Word for word, give the listing below again.

● **Material for the task**:
+ + + + + + +
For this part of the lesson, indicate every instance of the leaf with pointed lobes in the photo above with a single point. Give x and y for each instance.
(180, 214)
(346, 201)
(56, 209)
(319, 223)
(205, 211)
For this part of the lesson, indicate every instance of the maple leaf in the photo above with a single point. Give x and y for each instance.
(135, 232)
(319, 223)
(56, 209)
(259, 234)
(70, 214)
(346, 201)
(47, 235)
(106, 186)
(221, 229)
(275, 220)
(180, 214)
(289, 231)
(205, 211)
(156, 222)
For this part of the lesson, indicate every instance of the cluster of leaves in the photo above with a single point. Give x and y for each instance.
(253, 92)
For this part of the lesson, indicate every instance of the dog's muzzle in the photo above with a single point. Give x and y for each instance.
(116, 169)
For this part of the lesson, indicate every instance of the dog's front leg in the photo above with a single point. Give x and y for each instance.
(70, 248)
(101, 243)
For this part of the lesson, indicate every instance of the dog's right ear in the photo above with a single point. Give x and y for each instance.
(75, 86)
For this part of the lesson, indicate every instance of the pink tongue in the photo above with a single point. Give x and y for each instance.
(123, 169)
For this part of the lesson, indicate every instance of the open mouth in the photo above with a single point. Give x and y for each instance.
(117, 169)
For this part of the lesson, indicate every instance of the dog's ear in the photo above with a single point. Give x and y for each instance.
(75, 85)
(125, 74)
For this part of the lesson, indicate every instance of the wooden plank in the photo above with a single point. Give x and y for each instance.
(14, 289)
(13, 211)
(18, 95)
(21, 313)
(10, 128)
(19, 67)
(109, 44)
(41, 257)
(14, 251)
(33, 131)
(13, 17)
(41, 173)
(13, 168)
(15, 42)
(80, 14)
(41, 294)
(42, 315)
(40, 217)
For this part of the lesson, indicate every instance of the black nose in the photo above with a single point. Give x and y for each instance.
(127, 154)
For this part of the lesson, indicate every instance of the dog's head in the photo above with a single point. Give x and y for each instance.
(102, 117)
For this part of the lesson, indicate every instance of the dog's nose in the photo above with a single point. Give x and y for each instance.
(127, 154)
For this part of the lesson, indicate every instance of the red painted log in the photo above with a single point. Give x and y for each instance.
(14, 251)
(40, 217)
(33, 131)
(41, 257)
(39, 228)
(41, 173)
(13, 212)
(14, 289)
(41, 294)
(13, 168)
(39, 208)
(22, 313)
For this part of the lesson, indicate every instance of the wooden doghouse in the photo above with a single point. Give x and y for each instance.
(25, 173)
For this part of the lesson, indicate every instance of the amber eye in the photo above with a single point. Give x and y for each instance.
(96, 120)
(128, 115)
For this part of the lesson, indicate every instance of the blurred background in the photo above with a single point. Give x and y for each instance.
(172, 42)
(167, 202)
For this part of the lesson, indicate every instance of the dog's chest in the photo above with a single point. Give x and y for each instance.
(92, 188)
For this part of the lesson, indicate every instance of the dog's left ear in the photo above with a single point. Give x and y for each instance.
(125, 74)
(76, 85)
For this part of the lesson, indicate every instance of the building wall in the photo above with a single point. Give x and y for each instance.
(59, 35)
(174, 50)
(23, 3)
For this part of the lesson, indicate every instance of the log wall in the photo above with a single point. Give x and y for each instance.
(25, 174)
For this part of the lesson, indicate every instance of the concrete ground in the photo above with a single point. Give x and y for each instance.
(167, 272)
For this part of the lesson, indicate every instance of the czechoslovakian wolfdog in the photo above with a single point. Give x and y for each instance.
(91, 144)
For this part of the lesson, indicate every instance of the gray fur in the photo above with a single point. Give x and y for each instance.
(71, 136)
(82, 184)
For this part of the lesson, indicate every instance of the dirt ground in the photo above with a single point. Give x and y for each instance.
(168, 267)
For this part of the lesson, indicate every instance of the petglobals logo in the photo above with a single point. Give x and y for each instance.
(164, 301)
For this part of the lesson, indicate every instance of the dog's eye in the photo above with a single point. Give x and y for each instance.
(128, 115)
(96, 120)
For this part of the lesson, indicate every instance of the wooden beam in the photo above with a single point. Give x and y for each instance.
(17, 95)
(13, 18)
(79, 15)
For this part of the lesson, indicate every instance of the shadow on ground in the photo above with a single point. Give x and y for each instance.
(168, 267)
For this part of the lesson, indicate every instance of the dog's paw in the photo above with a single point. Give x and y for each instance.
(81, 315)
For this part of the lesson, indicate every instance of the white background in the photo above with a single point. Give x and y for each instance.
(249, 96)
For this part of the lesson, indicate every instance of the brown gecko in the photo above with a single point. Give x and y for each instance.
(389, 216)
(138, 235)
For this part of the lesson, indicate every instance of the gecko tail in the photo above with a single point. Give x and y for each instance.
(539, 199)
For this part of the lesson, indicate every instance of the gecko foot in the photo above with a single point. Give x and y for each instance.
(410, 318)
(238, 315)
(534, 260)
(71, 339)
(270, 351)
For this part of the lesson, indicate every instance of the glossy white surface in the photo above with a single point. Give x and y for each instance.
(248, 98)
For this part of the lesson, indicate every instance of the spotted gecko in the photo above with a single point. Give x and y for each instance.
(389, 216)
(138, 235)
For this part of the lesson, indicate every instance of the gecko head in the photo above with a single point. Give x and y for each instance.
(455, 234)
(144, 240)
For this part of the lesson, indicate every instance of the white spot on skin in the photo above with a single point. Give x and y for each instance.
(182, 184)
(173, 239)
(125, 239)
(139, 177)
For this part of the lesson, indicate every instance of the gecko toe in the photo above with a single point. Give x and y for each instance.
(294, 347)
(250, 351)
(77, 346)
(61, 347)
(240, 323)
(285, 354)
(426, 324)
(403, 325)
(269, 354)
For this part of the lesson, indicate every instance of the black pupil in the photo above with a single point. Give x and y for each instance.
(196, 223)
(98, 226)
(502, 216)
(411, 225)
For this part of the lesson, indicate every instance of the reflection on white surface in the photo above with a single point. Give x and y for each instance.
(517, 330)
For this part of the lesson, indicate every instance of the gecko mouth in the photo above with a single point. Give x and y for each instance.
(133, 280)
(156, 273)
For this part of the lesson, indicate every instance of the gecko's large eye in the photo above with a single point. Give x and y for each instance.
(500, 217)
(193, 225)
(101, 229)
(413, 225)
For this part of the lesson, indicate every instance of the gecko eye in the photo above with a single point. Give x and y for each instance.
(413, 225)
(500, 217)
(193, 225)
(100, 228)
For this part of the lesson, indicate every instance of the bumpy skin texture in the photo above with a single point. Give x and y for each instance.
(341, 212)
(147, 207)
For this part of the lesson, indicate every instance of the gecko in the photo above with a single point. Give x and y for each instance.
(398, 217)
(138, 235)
+ + + + + + +
● **Exercise solution**:
For this part of the lesson, indicate every instance of the leaf with pointed lobes in the photo above with a single point. Give x and y for each instance.
(180, 214)
(346, 201)
(56, 209)
(319, 223)
(205, 211)
For this part of the lesson, indicate every instance of the maple leaf in the photo above with a single point. Give x and y for each instance.
(135, 232)
(319, 223)
(56, 209)
(259, 234)
(70, 214)
(346, 201)
(47, 235)
(106, 186)
(221, 229)
(275, 220)
(180, 214)
(289, 231)
(205, 211)
(156, 222)
For this part of the lesson, indicate every instance of the cluster of leaves in the photo above with a single point. Give x and y for each instance.
(253, 92)
For this part of the lesson, indicate every instance of the dog's muzzle in the photo above with a single point. Give x and y for each instance.
(116, 169)
For this part of the lesson, indicate every instance of the dog's front leg in the photo above with a single point. Give x and y for each instance.
(70, 248)
(101, 243)
For this part of the lesson, indicate every instance of the dog's right ear in the photo above with a single point. Give x and y for each instance.
(75, 86)
For this part of the lesson, indicate every instance of the pink tongue in the photo above with a single point. Give x and y for each instance.
(123, 169)
For this part of the lesson, indicate every instance of the open mouth in the photo above with a single point. Give x and y for each instance.
(117, 169)
For this part of the lesson, indicate every instance of the dog's ear in the photo above with a single point. Give x and y for each instance.
(75, 85)
(125, 74)
For this part of the lesson, indicate every instance of the wooden plank in the photo above with a single point. Give x and y for each instance.
(14, 289)
(13, 211)
(18, 95)
(21, 313)
(10, 128)
(19, 67)
(109, 44)
(41, 257)
(14, 251)
(33, 131)
(13, 17)
(41, 173)
(13, 168)
(15, 42)
(80, 14)
(41, 294)
(42, 315)
(40, 217)
For this part of the lesson, indicate every instance of the black nose in the photo above with a single point. Give x and y for each instance.
(127, 154)
For this part of the lesson, indicate every instance of the dog's head in the photo above with a single point. Give x and y for each instance.
(102, 117)
For this part of the lesson, indicate every instance of the dog's nose in the photo above with a single point. Give x and y for each instance.
(127, 154)
For this part of the lesson, indicate every instance of the red painted log in the photo above with a single point. Give x and y for each instance.
(14, 251)
(40, 217)
(33, 131)
(41, 257)
(39, 228)
(41, 173)
(13, 212)
(14, 289)
(41, 294)
(13, 168)
(39, 208)
(22, 313)
For this part of the lesson, indicate every instance of the wooden doghouse in the photo above with a single point. Give x and y for each instance.
(25, 173)
For this part of the lesson, indicate every instance of the amber eye in the photo above with a single point. Give x and y for each instance.
(96, 120)
(128, 115)
For this part of the lesson, indicate every instance of the blurred background in the photo above with a single point. Give x and y for each instance.
(172, 42)
(167, 202)
For this part of the lesson, indicate every instance of the dog's chest in the photo above with a single point. Give x and y for each instance.
(92, 188)
For this part of the lesson, indicate every instance of the dog's left ear in the photo above with a single point. Give x and y for each instance.
(125, 74)
(76, 85)
For this part of the lesson, indicate every instance of the building wall in the photo above with a single point. Give x and y for each instance.
(59, 35)
(174, 50)
(23, 3)
For this part of the lesson, indicate every instance of the log wall in the photo above with a single point. Give x and y for each instance.
(25, 174)
For this part of the lesson, indicate every instance of the concrete ground in the photo above with a single point. Give x and y for each instance.
(167, 272)
For this part of the lesson, indicate every instance of the czechoslovakian wolfdog in the photo above with a single point. Give x and y for each instance.
(91, 144)
For this part of the lesson, indicate every instance of the gray fur in the photo above with a single point. Give x and y for each instance.
(71, 136)
(82, 184)
For this part of the lesson, indicate every instance of the dirt ground in the photo above with a single point. Give x and y for each instance.
(168, 267)
For this part of the lesson, indicate every instance of the petglobals logo in the photo above with a single point. Give x and y for each instance.
(164, 301)
For this part of the lesson, indicate every instance of the dog's eye in the photo above with a single point. Give x and y for each instance.
(128, 115)
(96, 120)
For this part of the lesson, indicate every instance of the wooden beam in the photo above with a single point. Give x and y for each instance.
(17, 95)
(13, 18)
(79, 15)
For this part of the lesson, indicate every instance of the shadow on ground in the photo above with a single point. Give x and y for each instance.
(168, 267)
For this part of the lesson, indicate every instance of the dog's paw in the photo above with a single point. Give x and y for each instance.
(81, 315)
For this part of the lesson, indicate every instance of the white background in the photo above with a single point. Give x and y for each instance.
(249, 96)
For this part of the lesson, indicate every instance of the brown gecko in the photo above with a single point. Give x and y for each instance.
(389, 216)
(138, 235)
For this part of the lesson, indicate every instance of the gecko tail in the photo above with a single point. Give x and y for each instance.
(539, 199)
For this part of the lesson, indicate every instance of the gecko foot in the photo above with a single point. Give x and y for each instance.
(410, 318)
(238, 315)
(534, 260)
(71, 339)
(270, 351)
For this part of the lesson, indicate every instance of the glossy white surface in the photo above with a single point. Give x and y for each instance.
(248, 98)
For this part of the lesson, indicate every instance of the spotted gecko in the photo above with a single point. Give x and y for each instance.
(389, 216)
(138, 235)
For this part of the lesson, indicate every instance of the gecko head in the photo above with a single point. Give x and y for each instance.
(455, 234)
(144, 240)
For this part of the lesson, indicate every instance of the white spot on skin in the photo above with a single point. Give x and y for each instance.
(182, 184)
(173, 239)
(125, 239)
(139, 177)
For this part of the lesson, indicate every instance of the gecko toe in the photo above with a single point. Give x and y for each instance.
(294, 347)
(250, 351)
(77, 346)
(61, 347)
(240, 323)
(285, 354)
(426, 324)
(403, 325)
(269, 354)
For this part of the lesson, indicate every instance of the black pupil in the photo above with a single point. Give x and y for each instance.
(196, 223)
(98, 226)
(502, 216)
(411, 225)
For this part of the lesson, indicate every instance of the reflection on white surface in the photo above with a single point. Give x and y for each instance.
(517, 330)
For this part of the lesson, indicate every instance of the gecko mouth in the photo above with a single point. Give x and y for each instance.
(133, 280)
(156, 273)
For this part of the lesson, indicate every instance of the gecko's large eye in the photo above with a single point. Give x and y for each instance.
(500, 217)
(193, 225)
(101, 229)
(413, 225)
For this part of the lesson, indicate every instance of the gecko eye in the photo above with a single point. Give x and y for each instance.
(413, 225)
(500, 217)
(193, 225)
(100, 228)
For this part of the lesson, indicate every instance of the bumpy skin texture in the photo above with a single point. Give x and y for each instance.
(341, 212)
(147, 207)
For this part of the lesson, indicate every instance of the gecko in the photo above with a single point. Give x and y for each instance.
(398, 217)
(138, 235)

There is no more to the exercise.